● **Material to process**:

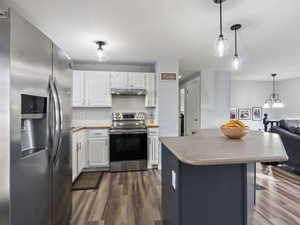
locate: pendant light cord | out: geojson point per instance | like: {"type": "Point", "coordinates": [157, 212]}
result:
{"type": "Point", "coordinates": [221, 29]}
{"type": "Point", "coordinates": [274, 86]}
{"type": "Point", "coordinates": [235, 42]}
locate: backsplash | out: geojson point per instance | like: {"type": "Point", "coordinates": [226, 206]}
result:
{"type": "Point", "coordinates": [128, 103]}
{"type": "Point", "coordinates": [119, 104]}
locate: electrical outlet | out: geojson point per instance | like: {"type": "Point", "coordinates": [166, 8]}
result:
{"type": "Point", "coordinates": [173, 179]}
{"type": "Point", "coordinates": [82, 115]}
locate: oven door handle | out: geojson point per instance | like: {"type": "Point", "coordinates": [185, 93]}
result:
{"type": "Point", "coordinates": [128, 132]}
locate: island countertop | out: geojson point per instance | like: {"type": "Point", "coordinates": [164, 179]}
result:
{"type": "Point", "coordinates": [211, 147]}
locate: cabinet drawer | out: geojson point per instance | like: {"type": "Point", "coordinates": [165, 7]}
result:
{"type": "Point", "coordinates": [153, 131]}
{"type": "Point", "coordinates": [98, 133]}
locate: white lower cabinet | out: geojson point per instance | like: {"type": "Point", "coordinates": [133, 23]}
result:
{"type": "Point", "coordinates": [78, 153]}
{"type": "Point", "coordinates": [98, 152]}
{"type": "Point", "coordinates": [154, 151]}
{"type": "Point", "coordinates": [98, 148]}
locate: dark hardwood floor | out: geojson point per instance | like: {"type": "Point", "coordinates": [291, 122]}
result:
{"type": "Point", "coordinates": [133, 198]}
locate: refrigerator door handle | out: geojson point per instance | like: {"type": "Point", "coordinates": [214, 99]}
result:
{"type": "Point", "coordinates": [56, 133]}
{"type": "Point", "coordinates": [50, 121]}
{"type": "Point", "coordinates": [60, 118]}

● **What the task asks**: Go through the listing above and quote it exactly, apart from its images.

● **Written response**:
locate: pendant light cord | out: geojson point per instance | like: {"type": "Point", "coordinates": [157, 212]}
result:
{"type": "Point", "coordinates": [221, 29]}
{"type": "Point", "coordinates": [274, 86]}
{"type": "Point", "coordinates": [235, 42]}
locate: backsplash | out: geojson point per instance | like: {"type": "Point", "coordinates": [226, 206]}
result:
{"type": "Point", "coordinates": [128, 103]}
{"type": "Point", "coordinates": [119, 104]}
locate: electrical outlet | out: geojson point per instance | like: {"type": "Point", "coordinates": [166, 8]}
result:
{"type": "Point", "coordinates": [173, 179]}
{"type": "Point", "coordinates": [82, 115]}
locate: oven door handle | out: geojson point per instance | like: {"type": "Point", "coordinates": [185, 93]}
result:
{"type": "Point", "coordinates": [128, 132]}
locate: island countertop | out: geojson point per instance | like: {"type": "Point", "coordinates": [164, 179]}
result:
{"type": "Point", "coordinates": [211, 147]}
locate: cabinet drawer | out: geojson point per instance | like: {"type": "Point", "coordinates": [165, 7]}
result:
{"type": "Point", "coordinates": [153, 131]}
{"type": "Point", "coordinates": [98, 133]}
locate: white lower cabinet | out: geojson point per instance | like: {"type": "Point", "coordinates": [133, 23]}
result:
{"type": "Point", "coordinates": [78, 153]}
{"type": "Point", "coordinates": [98, 152]}
{"type": "Point", "coordinates": [154, 151]}
{"type": "Point", "coordinates": [98, 148]}
locate: dark hardwood floor | out: geojson point per instance | like: {"type": "Point", "coordinates": [291, 122]}
result:
{"type": "Point", "coordinates": [133, 198]}
locate: refrigerator door handle | out: geojson point per instance | like: {"type": "Point", "coordinates": [214, 99]}
result:
{"type": "Point", "coordinates": [56, 133]}
{"type": "Point", "coordinates": [50, 121]}
{"type": "Point", "coordinates": [60, 118]}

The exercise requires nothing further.